TASK BRIEF: Please return the lines, both ends included, that run from the one containing "solid white line." to the last line of the data below, exactly and alone.

▶

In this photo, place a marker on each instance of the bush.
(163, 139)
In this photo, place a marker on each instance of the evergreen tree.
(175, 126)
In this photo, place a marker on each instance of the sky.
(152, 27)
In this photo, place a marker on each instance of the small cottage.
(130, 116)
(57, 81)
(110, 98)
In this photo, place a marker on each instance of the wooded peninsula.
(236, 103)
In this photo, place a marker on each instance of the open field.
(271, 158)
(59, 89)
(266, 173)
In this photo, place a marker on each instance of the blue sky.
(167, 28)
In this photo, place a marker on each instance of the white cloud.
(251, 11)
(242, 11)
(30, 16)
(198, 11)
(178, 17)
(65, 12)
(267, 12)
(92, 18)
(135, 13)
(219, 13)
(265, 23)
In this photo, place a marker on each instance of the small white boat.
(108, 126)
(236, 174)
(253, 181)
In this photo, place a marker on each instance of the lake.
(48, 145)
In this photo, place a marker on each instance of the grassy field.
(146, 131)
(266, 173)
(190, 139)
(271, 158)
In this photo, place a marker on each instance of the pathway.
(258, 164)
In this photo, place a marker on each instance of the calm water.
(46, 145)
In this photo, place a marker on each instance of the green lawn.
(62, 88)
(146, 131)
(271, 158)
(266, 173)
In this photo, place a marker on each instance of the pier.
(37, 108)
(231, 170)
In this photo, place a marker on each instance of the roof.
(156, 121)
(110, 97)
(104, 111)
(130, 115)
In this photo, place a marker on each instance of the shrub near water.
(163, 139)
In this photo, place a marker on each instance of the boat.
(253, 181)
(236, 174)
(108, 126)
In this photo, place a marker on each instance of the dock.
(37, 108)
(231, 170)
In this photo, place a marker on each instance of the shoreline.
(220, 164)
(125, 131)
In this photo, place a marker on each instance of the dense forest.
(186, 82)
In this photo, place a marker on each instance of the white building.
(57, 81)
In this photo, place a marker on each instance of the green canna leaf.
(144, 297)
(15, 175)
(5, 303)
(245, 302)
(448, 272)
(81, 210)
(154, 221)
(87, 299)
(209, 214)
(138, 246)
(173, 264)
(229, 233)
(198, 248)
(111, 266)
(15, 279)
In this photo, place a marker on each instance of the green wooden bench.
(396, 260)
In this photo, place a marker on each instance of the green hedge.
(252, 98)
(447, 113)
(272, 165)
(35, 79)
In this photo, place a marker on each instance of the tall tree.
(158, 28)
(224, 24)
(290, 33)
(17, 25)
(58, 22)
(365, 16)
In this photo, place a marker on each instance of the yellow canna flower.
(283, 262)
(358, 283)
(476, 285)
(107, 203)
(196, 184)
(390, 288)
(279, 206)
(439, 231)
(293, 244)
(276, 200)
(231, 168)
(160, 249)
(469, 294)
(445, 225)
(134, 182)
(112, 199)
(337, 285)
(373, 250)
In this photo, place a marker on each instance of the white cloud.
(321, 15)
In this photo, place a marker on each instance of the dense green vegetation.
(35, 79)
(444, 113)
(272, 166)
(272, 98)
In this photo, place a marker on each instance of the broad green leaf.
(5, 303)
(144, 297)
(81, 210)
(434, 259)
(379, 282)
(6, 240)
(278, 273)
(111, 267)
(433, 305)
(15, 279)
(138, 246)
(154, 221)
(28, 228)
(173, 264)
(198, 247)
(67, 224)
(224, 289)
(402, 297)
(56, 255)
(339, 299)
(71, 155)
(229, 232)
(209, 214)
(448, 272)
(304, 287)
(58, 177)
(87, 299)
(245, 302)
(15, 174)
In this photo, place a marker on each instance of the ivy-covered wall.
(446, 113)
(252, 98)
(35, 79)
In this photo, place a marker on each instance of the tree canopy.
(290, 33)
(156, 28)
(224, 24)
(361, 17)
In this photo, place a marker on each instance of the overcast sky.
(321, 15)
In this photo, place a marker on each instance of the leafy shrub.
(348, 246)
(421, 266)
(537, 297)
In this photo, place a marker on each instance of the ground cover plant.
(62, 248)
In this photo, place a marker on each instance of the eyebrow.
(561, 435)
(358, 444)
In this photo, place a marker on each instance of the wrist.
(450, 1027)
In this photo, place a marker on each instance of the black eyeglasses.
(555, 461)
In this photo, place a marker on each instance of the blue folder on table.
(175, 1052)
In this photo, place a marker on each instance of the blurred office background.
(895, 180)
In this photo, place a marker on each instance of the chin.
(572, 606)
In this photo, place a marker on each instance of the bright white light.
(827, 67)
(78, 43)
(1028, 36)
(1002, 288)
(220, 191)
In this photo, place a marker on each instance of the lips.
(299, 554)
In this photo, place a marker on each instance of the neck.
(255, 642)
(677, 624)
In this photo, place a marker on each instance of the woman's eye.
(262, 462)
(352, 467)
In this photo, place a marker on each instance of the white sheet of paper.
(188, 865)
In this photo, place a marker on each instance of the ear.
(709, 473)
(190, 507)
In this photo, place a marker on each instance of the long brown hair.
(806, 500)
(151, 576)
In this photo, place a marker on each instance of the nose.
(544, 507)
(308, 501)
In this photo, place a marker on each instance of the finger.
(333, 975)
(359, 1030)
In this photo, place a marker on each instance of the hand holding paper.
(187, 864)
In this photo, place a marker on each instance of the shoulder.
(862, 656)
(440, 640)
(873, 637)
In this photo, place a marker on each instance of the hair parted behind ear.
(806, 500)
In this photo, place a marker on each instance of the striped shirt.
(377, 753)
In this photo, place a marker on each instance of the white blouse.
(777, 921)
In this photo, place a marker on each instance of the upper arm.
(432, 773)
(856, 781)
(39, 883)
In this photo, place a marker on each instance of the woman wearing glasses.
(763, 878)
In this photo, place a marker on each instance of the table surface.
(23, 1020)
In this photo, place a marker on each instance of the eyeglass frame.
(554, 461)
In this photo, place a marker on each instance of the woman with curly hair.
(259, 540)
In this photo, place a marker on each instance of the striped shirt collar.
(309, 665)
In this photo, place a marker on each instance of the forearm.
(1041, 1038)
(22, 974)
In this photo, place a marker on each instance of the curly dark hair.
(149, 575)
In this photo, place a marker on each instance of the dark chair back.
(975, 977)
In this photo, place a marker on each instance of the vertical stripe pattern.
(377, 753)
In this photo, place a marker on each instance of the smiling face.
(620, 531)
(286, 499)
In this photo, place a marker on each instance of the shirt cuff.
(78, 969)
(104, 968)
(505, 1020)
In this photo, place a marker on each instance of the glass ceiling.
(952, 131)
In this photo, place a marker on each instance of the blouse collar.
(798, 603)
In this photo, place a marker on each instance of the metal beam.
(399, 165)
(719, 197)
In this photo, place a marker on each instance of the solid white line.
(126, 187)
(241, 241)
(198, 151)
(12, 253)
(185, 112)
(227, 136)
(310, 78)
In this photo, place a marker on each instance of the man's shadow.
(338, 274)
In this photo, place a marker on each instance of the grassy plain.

◀

EXPECTED ANSWER:
In this photo, place a marker on each instance of the solid white line.
(126, 187)
(241, 241)
(198, 151)
(12, 253)
(185, 112)
(227, 136)
(310, 78)
In this photo, place a marker on each instance of the man's shadow.
(338, 274)
In this photo, place a marker on each instance of the grassy plain.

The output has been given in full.